>>

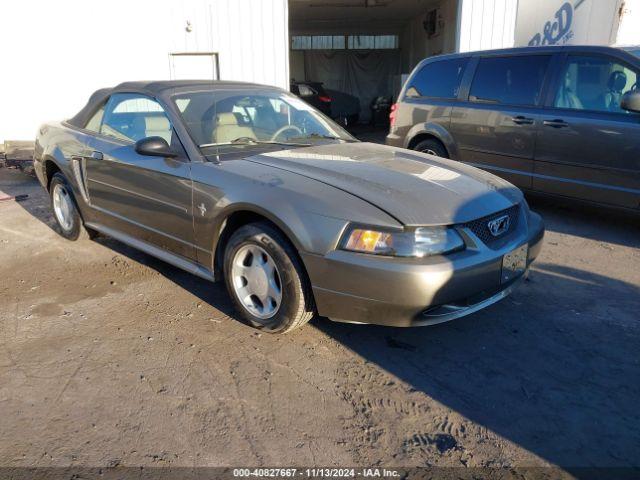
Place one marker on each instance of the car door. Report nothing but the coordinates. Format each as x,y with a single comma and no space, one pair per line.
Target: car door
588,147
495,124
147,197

<<
>>

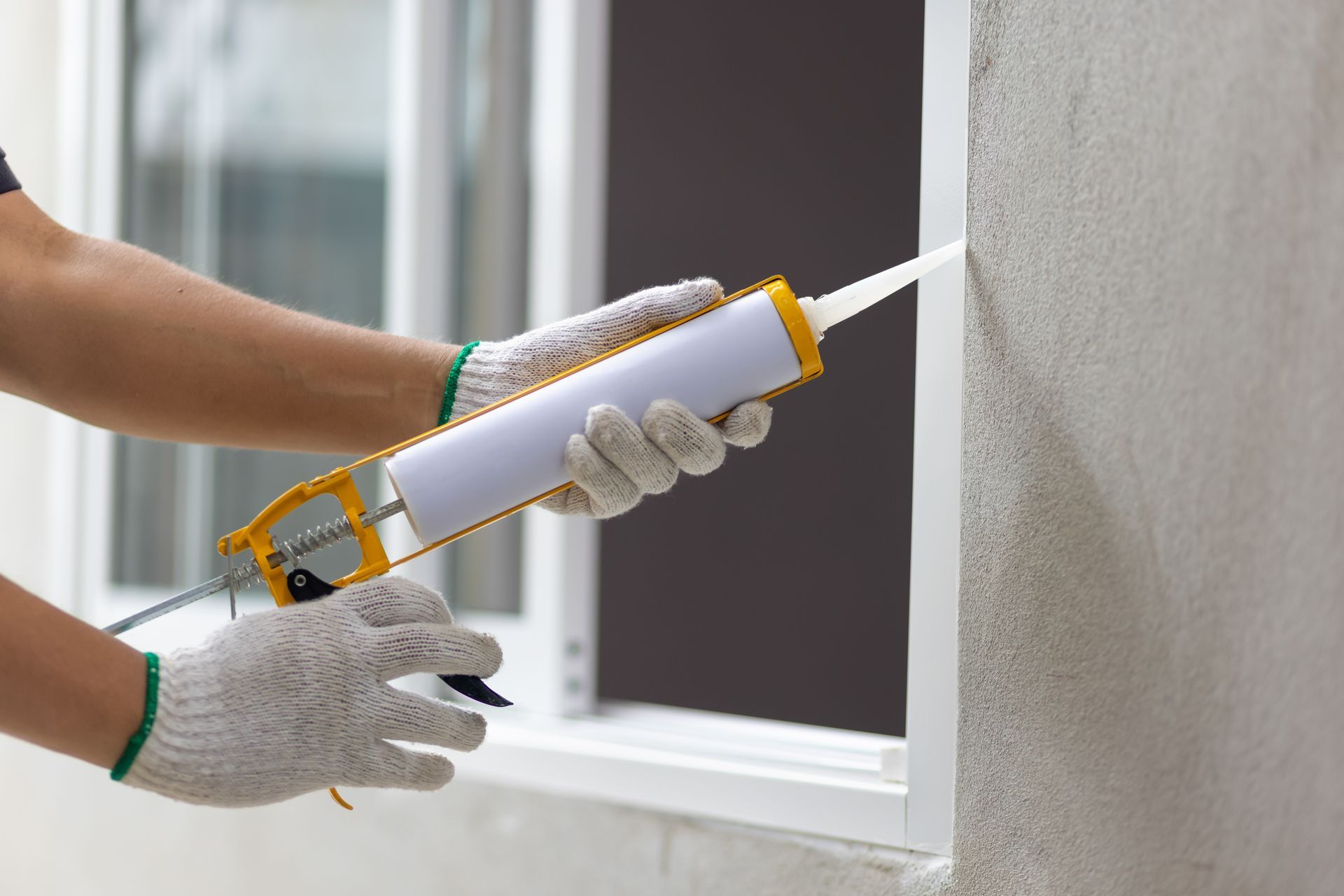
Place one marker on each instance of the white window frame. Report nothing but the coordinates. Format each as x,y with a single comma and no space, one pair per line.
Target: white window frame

<<

▶ _Required action_:
Please give an exact copy of the lines above, beginning with the line containing "Place one marker on each instance of the white" and running through the line containing "Target: white window frame", and of no other lines.

▶ _Result below_:
Place one marker on each instance of the white window frame. Report nothing but the coordinates. Format each as x,y with a single comma and no space, one pair per line.
Target: white window frame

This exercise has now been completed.